• Set task: Rewrite the rows from the line with "Target = landing gear wheel" to the line with "[(265, 226), (156, 223)]", changing every "crane" to "heron" and keeping all else unchanged.
### Data provided
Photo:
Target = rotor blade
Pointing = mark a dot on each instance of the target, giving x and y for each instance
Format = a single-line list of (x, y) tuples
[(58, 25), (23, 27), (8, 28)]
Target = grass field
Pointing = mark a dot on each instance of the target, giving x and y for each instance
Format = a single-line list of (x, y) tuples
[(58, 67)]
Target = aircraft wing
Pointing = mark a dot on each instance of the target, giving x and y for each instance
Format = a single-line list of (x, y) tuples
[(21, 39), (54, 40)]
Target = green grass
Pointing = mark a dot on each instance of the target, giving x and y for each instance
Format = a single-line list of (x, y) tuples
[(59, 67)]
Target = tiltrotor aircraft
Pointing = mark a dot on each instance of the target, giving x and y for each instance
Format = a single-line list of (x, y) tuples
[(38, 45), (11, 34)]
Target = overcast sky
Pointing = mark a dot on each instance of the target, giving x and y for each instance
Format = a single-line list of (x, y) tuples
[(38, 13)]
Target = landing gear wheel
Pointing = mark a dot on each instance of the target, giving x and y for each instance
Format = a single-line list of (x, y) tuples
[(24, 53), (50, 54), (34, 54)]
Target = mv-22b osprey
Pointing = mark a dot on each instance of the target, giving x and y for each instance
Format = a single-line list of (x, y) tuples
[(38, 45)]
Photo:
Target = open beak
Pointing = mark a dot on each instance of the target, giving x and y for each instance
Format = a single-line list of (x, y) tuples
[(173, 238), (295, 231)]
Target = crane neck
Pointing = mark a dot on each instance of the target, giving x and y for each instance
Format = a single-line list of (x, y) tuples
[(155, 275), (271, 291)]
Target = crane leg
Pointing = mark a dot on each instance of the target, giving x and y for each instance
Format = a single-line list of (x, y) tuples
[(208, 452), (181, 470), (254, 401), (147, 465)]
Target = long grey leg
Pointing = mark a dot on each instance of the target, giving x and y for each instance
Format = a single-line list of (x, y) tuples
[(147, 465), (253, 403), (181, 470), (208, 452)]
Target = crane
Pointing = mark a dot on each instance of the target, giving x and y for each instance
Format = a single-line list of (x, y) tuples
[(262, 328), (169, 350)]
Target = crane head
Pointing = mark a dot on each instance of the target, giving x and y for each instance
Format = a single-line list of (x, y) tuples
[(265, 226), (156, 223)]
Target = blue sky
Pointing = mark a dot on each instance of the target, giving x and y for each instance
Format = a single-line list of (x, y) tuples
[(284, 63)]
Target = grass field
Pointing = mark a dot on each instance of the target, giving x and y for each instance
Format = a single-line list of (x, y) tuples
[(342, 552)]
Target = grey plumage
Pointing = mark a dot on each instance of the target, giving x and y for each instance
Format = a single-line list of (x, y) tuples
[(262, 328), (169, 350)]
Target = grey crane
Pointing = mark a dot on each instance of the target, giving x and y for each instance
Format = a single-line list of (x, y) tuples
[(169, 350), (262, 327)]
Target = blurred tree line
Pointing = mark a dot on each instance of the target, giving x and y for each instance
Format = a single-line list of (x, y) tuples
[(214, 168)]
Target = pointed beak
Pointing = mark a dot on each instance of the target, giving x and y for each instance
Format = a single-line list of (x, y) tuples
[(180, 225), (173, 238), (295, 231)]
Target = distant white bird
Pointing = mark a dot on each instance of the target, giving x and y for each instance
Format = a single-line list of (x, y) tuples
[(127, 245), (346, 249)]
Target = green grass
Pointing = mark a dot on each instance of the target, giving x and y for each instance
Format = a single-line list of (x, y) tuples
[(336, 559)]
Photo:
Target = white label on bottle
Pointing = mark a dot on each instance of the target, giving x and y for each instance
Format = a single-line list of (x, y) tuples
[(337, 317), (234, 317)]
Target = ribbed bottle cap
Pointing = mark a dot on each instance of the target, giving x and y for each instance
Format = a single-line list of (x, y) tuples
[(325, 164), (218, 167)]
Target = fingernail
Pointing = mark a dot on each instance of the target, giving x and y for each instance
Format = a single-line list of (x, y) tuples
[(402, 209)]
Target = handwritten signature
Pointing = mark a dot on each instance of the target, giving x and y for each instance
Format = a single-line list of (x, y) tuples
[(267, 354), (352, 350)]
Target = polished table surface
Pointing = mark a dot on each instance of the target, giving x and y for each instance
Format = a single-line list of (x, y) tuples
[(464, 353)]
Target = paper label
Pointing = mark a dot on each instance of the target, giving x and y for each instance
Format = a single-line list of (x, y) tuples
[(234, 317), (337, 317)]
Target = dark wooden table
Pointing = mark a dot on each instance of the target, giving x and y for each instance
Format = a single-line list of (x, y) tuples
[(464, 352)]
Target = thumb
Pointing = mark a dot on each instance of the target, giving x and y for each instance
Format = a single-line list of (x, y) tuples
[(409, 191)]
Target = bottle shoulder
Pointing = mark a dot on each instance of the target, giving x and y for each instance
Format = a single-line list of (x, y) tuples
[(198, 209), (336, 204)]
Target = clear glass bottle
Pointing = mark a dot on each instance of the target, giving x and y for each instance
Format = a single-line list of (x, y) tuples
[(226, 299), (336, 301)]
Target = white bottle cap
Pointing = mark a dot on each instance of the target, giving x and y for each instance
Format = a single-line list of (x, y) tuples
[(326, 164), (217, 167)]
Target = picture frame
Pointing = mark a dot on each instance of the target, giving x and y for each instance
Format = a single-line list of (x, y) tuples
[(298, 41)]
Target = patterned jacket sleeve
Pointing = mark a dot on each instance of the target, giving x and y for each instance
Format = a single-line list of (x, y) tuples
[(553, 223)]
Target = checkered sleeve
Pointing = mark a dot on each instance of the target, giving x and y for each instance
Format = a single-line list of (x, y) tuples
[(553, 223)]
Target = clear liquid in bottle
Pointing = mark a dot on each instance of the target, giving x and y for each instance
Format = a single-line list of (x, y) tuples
######
• Problem solution:
Target = landing gear wheel
Pointing = mark a dot on each instance of the target, giving x and y for each instance
Format = a single-line list of (x, y) tuples
[(24, 53), (50, 54), (34, 54)]
Target = mv-22b osprey
Pointing = mark a dot on each instance of the target, giving x and y for each instance
Format = a single-line list of (x, y) tuples
[(38, 45)]
Photo:
Target = open beak
Pointing = mark a dot on each instance of the target, giving x and y for each instance
Format = a single-line list of (x, y) tuples
[(173, 238), (295, 231)]
Target = heron neck
Pointing = mark a dot on each instance of the target, giving x and y for each instance
Format = a single-line list of (x, y) tuples
[(155, 275), (271, 291)]
Target = heron leg
Pointing = mark a dot on each instance of the target, giving x and y for each instance
Format = a single-line list of (x, y) tuples
[(208, 452), (181, 470), (254, 401), (147, 465)]
Target = long grey leg
Pointing = mark a dot on each instance of the target, giving x and y for each instance
Format = a single-line list of (x, y) tuples
[(147, 465), (253, 403), (181, 470), (208, 452)]
Target = heron
Pointing = mark a dot on each instance of the target, giving x and y for each instance
Format = a single-line list of (x, y) tuples
[(262, 328), (169, 350)]
Target = heron head
Pointing = mark a dot on each instance of the target, giving x and y for each instance
Format = a single-line list of (x, y) tuples
[(265, 226), (156, 223)]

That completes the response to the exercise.